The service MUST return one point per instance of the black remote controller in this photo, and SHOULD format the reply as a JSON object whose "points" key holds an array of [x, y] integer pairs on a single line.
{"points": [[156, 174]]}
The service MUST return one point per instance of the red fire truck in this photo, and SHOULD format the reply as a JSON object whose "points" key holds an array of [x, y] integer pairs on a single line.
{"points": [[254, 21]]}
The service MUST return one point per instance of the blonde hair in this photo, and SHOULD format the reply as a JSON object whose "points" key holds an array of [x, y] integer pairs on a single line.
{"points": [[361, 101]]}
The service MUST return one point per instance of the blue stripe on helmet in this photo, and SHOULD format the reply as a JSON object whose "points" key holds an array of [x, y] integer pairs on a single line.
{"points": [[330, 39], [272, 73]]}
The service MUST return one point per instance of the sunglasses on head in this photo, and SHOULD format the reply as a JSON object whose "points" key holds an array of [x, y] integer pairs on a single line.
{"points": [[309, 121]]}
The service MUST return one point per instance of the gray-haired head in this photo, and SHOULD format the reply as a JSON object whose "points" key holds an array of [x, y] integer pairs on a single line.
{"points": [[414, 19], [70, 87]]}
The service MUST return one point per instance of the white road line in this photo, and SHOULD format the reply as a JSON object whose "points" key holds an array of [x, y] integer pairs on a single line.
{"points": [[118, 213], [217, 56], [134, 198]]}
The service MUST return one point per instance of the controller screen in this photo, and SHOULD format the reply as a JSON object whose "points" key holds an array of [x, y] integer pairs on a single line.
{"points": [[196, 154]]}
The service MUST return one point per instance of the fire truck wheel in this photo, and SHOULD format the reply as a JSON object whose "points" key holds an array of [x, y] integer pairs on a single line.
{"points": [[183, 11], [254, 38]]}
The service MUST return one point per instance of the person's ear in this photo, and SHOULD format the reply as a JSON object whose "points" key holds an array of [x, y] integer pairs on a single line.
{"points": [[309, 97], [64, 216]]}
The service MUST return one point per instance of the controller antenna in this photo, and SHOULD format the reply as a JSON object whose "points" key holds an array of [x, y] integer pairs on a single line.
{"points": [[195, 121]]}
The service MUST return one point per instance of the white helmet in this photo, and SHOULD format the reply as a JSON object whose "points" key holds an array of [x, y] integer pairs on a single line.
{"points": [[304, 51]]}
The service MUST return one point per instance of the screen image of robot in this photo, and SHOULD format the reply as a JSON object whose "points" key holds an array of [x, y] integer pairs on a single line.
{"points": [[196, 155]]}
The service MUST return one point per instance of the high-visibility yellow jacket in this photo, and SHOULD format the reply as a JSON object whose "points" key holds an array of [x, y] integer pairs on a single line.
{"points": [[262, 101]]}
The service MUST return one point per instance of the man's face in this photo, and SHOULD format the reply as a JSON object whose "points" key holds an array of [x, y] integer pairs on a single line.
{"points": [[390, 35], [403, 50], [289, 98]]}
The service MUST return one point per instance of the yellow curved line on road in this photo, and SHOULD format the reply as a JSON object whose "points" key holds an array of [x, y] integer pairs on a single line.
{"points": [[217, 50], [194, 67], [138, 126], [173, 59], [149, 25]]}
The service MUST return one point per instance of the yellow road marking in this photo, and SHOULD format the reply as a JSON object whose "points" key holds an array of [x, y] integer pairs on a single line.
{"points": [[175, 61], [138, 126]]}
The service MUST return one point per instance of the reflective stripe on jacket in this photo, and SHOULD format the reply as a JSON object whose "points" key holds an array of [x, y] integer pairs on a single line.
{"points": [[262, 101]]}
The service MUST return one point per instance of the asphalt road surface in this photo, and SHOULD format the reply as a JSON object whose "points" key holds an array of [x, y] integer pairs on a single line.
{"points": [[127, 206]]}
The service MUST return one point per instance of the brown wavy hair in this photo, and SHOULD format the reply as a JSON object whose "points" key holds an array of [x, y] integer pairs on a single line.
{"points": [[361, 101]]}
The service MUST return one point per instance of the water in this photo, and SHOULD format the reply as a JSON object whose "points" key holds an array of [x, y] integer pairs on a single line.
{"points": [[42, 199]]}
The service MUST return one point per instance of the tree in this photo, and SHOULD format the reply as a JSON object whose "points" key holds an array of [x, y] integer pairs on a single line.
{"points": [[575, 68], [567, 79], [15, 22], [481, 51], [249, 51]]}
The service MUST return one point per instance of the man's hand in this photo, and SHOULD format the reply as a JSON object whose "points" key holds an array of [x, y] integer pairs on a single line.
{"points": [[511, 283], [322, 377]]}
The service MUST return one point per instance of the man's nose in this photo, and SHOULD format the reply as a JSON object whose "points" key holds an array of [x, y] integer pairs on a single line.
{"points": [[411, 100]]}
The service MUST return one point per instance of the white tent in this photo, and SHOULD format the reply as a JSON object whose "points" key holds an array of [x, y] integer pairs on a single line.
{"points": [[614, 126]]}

┄┄┄┄┄┄

* TASK TO CARRY OUT
Rescale the point coordinates in the answers by 0.2, rounding to whole numbers with halves rounded up. Reproduce only the lines from the one containing "the yellow road" through the end of the records, inclusive, with the requests kept unchanged.

* RESULT OF THIS EXERCISE
The service MUST return one point per instance of the yellow road marking in this photo, and SHOULD format the reply as a JSON object whose "points" key holds an array of [x, y] integer pairs on a single line.
{"points": [[35, 12], [28, 25]]}
The service MUST return one point per instance of the reflective stripe on jacket in this photo, and SHOULD format the reply as a JSON object whose "points" key holds an array of [x, y] integer pairs on a single line.
{"points": [[52, 20]]}
The service MUST return one point per instance of the asphalt road surface in this photo, and SHOULD format the reply as a JSON object whose "points" key holds an array of [x, y] integer pairs on a single line.
{"points": [[25, 41]]}
The service MUST return one point per instance of the brown wavy hair in this photo, and SHOULD format the reply as a JSON object whose "points" key holds an array of [x, y] integer pairs on a single line.
{"points": [[72, 20]]}
The service MUST return one point per instance of the water in this photo, and SHOULD format the reply as a JSON object whose "points" key holds an array of [x, y] integer pairs on a single line.
{"points": [[8, 40]]}
The service MUST return one point per instance of the tree in this photo, and SHOULD format the reply as a JSON object whose "points" key holds an array of [x, y] integer pairs on a single line.
{"points": [[115, 14], [113, 16], [3, 4], [96, 10], [50, 10]]}
The service MUST return one point per instance of the man's hand in this photo, and SHOULD format the reply as a JSON object whose "points" key holds an array of [x, y] integer pairs on a single line.
{"points": [[102, 57], [64, 75]]}
The service MUST return one point per instance of the man's nose in this photo, and SHOULD format the reply as a JSON object whose "points" key holds an array of [x, y] integer pairs on a single line.
{"points": [[82, 20]]}
The service MUST return one point per instance of the white tent in this photo, and SHOULD format the reply as a JSON object whose "points" key holds an array of [x, y] integer pairs on a single line.
{"points": [[123, 25]]}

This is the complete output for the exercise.